== Material supplied ==
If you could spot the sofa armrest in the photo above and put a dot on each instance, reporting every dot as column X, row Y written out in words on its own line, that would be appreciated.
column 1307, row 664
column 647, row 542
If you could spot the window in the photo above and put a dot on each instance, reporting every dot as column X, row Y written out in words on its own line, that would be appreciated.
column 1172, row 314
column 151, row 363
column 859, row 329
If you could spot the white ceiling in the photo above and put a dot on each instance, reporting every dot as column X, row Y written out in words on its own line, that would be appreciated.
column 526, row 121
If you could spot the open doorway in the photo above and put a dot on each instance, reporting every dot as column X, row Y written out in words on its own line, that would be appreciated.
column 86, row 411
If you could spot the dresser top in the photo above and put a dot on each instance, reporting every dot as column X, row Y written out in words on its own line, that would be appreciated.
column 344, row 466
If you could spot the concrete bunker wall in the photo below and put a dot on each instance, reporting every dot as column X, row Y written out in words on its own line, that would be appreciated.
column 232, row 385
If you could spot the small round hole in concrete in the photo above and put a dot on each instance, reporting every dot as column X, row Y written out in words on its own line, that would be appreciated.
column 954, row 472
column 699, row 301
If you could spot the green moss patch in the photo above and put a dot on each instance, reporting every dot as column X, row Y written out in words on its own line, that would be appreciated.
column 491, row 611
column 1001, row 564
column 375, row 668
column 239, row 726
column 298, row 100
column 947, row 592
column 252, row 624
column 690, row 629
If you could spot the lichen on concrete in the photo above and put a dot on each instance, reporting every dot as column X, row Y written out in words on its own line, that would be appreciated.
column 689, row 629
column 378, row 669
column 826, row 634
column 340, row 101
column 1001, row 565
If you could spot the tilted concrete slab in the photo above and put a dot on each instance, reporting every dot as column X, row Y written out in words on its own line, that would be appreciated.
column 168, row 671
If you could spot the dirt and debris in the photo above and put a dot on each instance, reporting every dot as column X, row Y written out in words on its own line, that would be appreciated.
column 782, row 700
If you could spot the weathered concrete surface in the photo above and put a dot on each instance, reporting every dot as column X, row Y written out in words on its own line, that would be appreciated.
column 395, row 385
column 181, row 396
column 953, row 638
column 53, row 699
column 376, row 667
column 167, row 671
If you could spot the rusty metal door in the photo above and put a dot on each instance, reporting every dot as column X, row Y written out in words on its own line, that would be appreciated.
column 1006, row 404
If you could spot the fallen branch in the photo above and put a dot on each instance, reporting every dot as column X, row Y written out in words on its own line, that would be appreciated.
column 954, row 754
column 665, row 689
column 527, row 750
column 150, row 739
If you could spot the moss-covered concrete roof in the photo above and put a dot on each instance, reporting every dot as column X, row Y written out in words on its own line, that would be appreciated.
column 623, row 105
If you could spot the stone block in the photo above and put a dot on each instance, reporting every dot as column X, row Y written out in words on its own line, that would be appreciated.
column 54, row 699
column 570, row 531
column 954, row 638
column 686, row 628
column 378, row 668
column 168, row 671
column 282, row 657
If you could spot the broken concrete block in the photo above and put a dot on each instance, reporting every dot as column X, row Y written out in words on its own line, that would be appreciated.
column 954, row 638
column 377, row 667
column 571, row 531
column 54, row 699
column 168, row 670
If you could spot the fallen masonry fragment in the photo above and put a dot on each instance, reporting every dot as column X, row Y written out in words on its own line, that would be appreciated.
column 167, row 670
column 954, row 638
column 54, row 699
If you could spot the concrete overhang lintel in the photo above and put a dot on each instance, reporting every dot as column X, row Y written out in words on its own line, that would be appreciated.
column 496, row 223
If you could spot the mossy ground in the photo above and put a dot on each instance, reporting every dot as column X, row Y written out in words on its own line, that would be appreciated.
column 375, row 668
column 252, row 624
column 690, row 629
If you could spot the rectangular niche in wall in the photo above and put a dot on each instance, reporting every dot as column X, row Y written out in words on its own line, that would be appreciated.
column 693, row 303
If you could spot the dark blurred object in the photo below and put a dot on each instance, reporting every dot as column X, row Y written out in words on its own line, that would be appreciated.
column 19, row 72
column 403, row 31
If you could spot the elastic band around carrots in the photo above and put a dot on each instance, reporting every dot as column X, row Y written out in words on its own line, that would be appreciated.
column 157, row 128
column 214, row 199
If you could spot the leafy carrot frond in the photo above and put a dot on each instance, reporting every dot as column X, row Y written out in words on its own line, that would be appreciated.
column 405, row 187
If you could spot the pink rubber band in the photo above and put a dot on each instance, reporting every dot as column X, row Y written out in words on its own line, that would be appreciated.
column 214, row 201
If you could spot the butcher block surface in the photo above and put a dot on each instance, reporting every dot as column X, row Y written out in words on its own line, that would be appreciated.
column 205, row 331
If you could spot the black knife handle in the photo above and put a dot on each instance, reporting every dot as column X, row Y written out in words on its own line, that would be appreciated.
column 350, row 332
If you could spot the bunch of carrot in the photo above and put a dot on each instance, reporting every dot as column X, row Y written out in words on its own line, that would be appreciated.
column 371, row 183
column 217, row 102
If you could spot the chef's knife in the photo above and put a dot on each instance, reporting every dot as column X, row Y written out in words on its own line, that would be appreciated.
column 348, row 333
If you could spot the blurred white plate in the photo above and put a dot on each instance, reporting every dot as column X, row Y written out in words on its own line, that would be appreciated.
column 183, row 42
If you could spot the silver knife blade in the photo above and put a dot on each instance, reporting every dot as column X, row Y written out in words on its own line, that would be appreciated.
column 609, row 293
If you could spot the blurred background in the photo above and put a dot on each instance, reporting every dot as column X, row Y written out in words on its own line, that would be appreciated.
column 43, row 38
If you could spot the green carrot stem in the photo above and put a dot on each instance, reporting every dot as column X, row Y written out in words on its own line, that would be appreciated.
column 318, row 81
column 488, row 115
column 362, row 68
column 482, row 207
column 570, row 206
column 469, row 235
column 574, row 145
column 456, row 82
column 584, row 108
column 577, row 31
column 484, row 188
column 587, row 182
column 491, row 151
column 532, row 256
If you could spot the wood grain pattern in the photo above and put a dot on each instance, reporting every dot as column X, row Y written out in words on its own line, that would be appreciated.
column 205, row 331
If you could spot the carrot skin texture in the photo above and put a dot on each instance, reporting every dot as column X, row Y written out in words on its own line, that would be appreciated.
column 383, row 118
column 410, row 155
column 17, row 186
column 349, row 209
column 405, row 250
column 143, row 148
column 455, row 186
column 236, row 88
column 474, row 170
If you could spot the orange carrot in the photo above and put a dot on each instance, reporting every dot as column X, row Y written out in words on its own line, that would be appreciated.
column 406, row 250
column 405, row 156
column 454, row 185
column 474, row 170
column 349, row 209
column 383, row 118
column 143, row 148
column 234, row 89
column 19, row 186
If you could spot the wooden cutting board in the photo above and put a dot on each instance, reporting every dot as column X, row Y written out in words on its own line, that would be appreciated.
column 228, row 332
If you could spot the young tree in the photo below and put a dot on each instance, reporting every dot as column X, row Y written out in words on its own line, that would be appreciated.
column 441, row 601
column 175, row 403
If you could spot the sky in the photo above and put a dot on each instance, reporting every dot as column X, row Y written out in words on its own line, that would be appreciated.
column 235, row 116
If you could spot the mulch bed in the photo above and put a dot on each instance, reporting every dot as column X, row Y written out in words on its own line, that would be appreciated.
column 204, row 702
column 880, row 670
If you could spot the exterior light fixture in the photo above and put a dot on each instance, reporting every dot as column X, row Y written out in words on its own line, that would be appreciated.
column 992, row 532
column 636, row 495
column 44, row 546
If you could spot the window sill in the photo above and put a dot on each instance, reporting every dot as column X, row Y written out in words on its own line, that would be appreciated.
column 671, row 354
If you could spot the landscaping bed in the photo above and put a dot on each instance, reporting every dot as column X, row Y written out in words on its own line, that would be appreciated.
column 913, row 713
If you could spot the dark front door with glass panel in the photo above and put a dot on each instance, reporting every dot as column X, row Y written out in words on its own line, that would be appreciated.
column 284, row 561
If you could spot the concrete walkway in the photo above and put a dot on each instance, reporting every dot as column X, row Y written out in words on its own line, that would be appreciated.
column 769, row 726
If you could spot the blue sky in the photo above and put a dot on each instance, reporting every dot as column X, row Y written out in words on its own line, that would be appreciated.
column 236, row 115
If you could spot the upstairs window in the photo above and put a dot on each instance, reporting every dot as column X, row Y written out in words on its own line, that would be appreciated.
===
- **Work required**
Print exactly the lines above, starting at the line that contains "If you could spot the blue" and ending with the last line of the records, both included.

- **Solved problem**
If you could spot the blue sky in the photo above and put a dot on each instance, reporting every dot as column X, row Y written out in words on its own line, that would be appreciated.
column 236, row 115
If you could spot the upstairs window in the photo above and put a dot on each instance, reporting every dot as column X, row Y written out in words on its own line, that would be appreciated.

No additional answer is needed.